═══ DATA FOR PROCESSING

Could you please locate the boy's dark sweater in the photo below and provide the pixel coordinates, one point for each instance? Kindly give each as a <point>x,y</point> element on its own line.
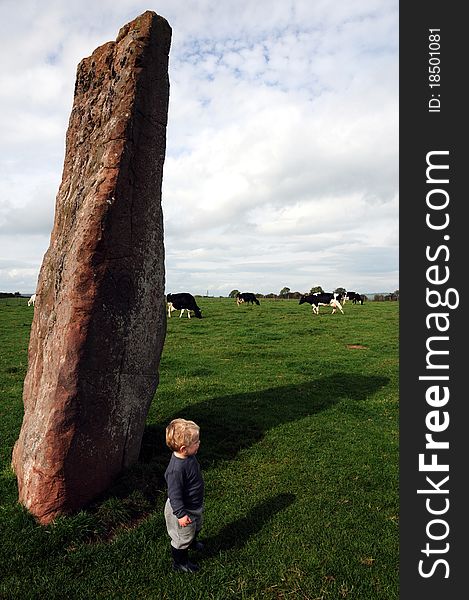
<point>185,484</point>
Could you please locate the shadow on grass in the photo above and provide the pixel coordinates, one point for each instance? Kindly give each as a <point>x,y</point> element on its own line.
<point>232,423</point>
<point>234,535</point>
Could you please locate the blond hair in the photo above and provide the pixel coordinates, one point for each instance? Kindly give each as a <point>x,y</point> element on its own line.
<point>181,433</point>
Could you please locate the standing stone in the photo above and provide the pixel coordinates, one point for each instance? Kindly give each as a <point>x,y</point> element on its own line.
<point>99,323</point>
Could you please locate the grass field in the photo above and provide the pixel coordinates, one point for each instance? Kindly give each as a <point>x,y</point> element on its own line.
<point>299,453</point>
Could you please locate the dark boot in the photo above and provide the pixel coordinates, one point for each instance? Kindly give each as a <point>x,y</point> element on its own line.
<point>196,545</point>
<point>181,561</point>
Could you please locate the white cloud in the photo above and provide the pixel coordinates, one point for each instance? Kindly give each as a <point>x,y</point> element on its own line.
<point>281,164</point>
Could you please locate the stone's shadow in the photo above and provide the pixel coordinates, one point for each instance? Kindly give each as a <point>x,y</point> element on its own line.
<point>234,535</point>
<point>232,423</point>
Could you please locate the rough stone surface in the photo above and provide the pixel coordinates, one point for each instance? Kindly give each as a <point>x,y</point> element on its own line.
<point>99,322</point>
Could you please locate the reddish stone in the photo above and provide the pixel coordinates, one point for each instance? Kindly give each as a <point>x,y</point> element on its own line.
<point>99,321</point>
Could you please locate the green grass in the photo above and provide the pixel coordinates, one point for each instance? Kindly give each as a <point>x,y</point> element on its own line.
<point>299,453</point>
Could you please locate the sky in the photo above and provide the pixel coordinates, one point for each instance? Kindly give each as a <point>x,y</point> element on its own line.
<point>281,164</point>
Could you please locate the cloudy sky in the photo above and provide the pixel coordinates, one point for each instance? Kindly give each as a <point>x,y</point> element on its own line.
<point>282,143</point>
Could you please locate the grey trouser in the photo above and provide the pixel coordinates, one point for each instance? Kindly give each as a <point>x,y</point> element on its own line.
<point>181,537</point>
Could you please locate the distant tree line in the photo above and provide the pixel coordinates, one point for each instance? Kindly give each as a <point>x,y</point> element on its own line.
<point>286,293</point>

══════
═══ DATA FOR PROCESSING

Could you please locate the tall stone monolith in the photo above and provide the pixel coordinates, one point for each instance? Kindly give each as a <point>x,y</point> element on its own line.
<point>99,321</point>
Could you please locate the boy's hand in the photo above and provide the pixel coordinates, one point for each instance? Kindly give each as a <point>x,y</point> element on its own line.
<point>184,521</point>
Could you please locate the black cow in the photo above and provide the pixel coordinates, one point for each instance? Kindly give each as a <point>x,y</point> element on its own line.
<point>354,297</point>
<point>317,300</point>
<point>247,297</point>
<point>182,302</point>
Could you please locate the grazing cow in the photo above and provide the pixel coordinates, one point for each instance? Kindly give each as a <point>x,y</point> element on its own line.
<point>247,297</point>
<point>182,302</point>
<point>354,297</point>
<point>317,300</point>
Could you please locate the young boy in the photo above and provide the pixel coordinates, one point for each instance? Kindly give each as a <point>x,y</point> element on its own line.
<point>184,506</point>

══════

WHAT IS ASKED
Put the lines into a JSON list of strings, one string per line with blank lines left out, starting with the line that contains "Could you please locate the grey" and going on through the line that contains "<point>286,293</point>".

FULL SOLUTION
[
  "Could you please locate the grey trouser in the photo above and provide the pixel coordinates, one point for each instance? Kindly give each as a <point>x,y</point> element on its own line.",
  "<point>181,537</point>",
  "Could you please locate the distant tree line in the photo above and provide the pixel coordinates, one point for each instance? Kindly give each as a <point>x,y</point> element on its own line.",
  "<point>286,293</point>"
]